• **Exercise instructions**
Could you reproduce the items below with "Bonus question" swapped for "Extra question" and everything else unchanged?

• **Provided entries**
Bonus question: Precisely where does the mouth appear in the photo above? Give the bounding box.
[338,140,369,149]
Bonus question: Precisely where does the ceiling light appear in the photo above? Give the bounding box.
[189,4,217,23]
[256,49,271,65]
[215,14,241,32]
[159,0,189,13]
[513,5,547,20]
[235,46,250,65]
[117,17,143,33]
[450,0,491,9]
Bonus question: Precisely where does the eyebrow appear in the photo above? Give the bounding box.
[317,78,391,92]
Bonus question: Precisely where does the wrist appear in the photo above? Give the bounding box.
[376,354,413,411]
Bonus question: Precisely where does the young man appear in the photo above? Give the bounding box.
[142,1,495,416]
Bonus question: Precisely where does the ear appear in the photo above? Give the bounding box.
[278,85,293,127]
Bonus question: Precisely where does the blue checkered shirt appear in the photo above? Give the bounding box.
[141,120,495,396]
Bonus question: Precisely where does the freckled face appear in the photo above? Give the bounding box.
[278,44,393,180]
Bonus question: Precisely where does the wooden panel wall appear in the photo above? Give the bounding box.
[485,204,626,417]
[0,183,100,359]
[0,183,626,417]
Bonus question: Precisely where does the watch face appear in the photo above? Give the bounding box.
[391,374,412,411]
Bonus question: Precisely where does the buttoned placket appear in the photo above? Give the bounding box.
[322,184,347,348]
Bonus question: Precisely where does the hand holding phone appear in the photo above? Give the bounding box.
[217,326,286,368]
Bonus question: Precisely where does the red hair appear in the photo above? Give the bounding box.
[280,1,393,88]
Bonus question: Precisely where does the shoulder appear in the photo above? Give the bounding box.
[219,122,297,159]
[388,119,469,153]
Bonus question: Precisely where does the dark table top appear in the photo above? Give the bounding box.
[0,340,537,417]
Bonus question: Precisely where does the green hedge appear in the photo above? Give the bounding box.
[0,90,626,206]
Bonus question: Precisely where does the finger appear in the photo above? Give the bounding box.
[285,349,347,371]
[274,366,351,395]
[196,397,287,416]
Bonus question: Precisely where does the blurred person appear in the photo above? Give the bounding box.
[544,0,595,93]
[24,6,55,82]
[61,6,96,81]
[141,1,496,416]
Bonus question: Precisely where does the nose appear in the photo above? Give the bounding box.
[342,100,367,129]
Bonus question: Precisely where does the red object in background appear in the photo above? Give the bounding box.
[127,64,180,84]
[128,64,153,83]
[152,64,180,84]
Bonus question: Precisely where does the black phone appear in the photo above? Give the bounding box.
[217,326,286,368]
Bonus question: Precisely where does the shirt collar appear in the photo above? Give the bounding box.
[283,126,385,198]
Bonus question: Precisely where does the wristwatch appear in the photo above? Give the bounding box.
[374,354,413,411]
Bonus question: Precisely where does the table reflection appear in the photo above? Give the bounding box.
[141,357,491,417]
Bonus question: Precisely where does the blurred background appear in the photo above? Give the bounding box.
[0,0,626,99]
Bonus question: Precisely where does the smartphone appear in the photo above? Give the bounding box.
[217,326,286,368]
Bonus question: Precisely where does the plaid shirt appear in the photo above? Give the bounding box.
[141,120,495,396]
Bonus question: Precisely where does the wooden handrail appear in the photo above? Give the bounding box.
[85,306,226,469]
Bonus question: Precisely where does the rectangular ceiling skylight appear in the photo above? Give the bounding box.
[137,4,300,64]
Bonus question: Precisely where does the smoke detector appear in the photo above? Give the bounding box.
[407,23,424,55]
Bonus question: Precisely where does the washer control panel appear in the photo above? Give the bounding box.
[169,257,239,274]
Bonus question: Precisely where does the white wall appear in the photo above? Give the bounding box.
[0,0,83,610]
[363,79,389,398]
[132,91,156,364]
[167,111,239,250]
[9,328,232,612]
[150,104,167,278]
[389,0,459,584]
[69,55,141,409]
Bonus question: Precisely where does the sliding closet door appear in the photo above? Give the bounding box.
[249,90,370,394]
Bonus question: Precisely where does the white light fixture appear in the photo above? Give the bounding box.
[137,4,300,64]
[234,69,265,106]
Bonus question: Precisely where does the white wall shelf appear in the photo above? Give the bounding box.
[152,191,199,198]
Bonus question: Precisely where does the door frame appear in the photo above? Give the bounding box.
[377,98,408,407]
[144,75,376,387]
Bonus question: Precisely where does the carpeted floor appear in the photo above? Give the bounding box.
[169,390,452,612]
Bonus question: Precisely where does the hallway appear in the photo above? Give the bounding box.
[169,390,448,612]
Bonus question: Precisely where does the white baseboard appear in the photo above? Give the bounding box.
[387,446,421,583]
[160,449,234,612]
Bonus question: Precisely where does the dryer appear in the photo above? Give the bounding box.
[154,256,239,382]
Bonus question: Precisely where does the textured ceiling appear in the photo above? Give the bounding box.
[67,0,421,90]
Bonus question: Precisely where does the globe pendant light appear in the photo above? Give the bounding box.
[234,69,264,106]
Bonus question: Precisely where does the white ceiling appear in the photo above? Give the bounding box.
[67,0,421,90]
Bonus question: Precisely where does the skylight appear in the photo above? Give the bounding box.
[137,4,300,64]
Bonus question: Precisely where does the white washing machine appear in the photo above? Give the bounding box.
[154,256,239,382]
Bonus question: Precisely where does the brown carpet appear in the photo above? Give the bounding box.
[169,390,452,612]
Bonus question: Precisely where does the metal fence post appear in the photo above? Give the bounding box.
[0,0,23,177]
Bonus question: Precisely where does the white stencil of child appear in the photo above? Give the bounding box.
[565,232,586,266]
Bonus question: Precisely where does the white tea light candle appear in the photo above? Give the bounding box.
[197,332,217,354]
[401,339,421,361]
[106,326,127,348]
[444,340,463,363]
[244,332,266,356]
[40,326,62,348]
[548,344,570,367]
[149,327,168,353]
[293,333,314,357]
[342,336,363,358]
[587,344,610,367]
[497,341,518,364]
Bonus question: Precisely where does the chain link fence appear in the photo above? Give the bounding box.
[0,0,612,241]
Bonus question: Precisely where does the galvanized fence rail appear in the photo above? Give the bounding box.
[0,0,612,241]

• **Solution for this problem**
Extra question: Precisely where does the mouth appear in the photo above? Give the bounding box.
[338,140,369,149]
Extra question: Precisely where does the ceiling light appear in the photo above? Give the bounding box.
[189,4,217,23]
[256,49,271,65]
[215,14,241,32]
[159,0,189,13]
[513,5,547,20]
[235,46,250,65]
[117,17,143,33]
[450,0,491,9]
Extra question: Precisely where does the eyebrow appear in the photo above? Give the bounding box.
[317,78,391,92]
Extra question: Precisely where does the wrist appear in the photo above? Give the bounding box.
[376,354,413,411]
Extra question: Precisely where does the young man appear in the photo above? Give the bounding box.
[142,1,495,416]
Extra question: Precisely where does the ear appear in the photo above? Give the bounding box.
[278,85,293,127]
Extra question: Precisely where does the blue checkered shirt appear in the photo above? Give the bounding box.
[141,120,495,396]
Extra question: Precisely where does the freckled face appear in the photo above? Give the bounding box.
[278,44,393,180]
Extra question: Precisely where does the wooden panel wall appear in the photo above? Give the bounding box.
[485,204,626,417]
[0,183,100,359]
[0,183,626,417]
Extra question: Precisely where does the watch face appear in the photo above? Give the bounding box.
[391,374,412,411]
Extra question: Precisely where does the buttoned placket appear in the photo above? Give the bounding box.
[322,184,347,348]
Extra question: Precisely where does the hand holding phone appear in the photo above? Give the bounding box.
[217,326,286,368]
Extra question: Precisely where does the red hair appear in the photo above? Give the bounding box.
[280,1,393,88]
Extra question: Precisely where does the shoulder appear in the photo above? Give the bounding box.
[219,122,297,159]
[388,119,469,153]
Extra question: Precisely where does the dark table top appear in the photo above? Give the bounding box.
[0,340,537,417]
Extra question: Precisely where does the green hedge appear in the photo above? Give the bounding box.
[0,90,626,206]
Extra question: Precisely where does the finger appear in the photo above? Give the bounding box.
[285,349,347,371]
[274,366,351,395]
[196,397,287,416]
Extra question: Precisely where does the blurred person appear in the photo above? Give the bounding box.
[544,0,595,93]
[24,6,55,82]
[61,6,96,81]
[141,1,496,416]
Extra question: Precisely where does the nose appear in the photo above? Give the bounding box.
[342,100,367,129]
Extra question: Precisely where does the red object in background appear in the photo above? Give the bounding box.
[127,64,180,84]
[128,64,153,83]
[152,64,180,84]
Extra question: Precisely where does the black phone appear in the photo above? Give the bounding box.
[217,326,286,368]
Extra question: Precisely where does the shirt collar appear in the photo above? Give the bounding box.
[283,126,385,198]
Extra question: Precisely where does the wristwatch appear in the photo above? Give the bounding box.
[374,354,413,411]
Extra question: Precisely where does the table reflection appear in the photo above? Give the bounding box.
[141,357,491,417]
Extra question: Precisely where does the blurred background appear in the photo above? Give the bounding box.
[0,0,626,99]
Extra question: Precisely where does the smartphone appear in the photo above? Give the bounding box.
[217,326,286,368]
Extra question: Precisely where does the plaid shirt appear in the photo above? Give the bounding box.
[141,120,495,396]
Extra question: Precisely where does the wooden handrail appear in the photo above? Give the bounding box.
[85,306,226,469]
Extra question: Precisely where does the rectangular ceiling skylight appear in the photo above? Give the bounding box.
[137,4,300,64]
Extra question: Precisely where does the smoke detector appear in the photo above? Give the bounding box.
[407,23,424,55]
Extra question: Precisely where does the washer control panel appear in the photo above? Give the bounding box.
[169,257,239,274]
Extra question: Precisely where does the white wall appear in the photo above? Give the bounding box.
[0,0,83,610]
[363,79,389,398]
[132,91,156,364]
[167,111,239,250]
[9,328,232,612]
[150,104,167,278]
[389,0,459,584]
[69,55,141,409]
Extra question: Precisely where does the sliding closet door appear in the photo above? Give the bounding box.
[249,90,370,394]
Extra question: Precisely where does the white light fixture appear in the photo above? Give the bounding box.
[137,4,300,64]
[234,69,265,106]
Extra question: Precisely where does the white wall shelf appear in the photo above? Give the bounding box.
[152,191,199,198]
Extra question: Precisely where does the door frame appear in the photo above? Give the bounding box.
[377,98,408,407]
[144,75,376,387]
Extra question: Precisely where does the carpeted floor appear in the photo above? Give the bounding box.
[169,390,452,612]
Extra question: Precisely where does the hallway appear in the photo above? Give the bounding box.
[169,390,448,612]
Extra question: Precisely where does the white baseboard appear in the photo above? Give the bounding box.
[387,446,421,583]
[160,449,234,612]
Extra question: Precisely where does the dryer appear in the photo above? Give the bounding box.
[154,256,239,382]
Extra question: Precisely where does the textured ceiling appear in the photo above? Give the bounding box.
[67,0,421,90]
Extra question: Precisely where does the globe pendant light appear in the photo above? Give the bounding box.
[234,69,264,106]
Extra question: Precisely where does the white ceiling appear in the photo above? Give the bounding box.
[67,0,421,90]
Extra question: Precisely where does the skylight appear in the photo above? Give the bounding box.
[137,4,300,64]
Extra question: Precisely where does the white washing machine appear in the photo above? Give the bounding box.
[154,256,239,382]
Extra question: Precisely where does the brown carpet appear in the photo above? Give the bounding box.
[169,390,452,612]
Extra question: Precisely where does the metal fence post appear in the photo above? Give the bounding box.
[0,0,23,177]
Extra question: Precisely where does the white stencil of child appear in the photo above? Give the bounding box.
[565,232,586,266]
Extra question: Precisely where does the white tea light candle appear in the photo above? Give the bounding box.
[197,332,217,354]
[401,339,421,361]
[106,326,127,348]
[444,340,463,363]
[244,332,266,356]
[40,326,62,348]
[548,344,570,367]
[149,327,168,353]
[293,333,314,357]
[342,336,363,358]
[587,344,610,367]
[497,341,518,364]
Extra question: Precisely where does the chain link fence appear in the photo above? Give the bounding box.
[0,0,612,241]
Extra question: Precisely where does the galvanized fence rail appear in the photo above? Give the bounding box.
[0,0,612,241]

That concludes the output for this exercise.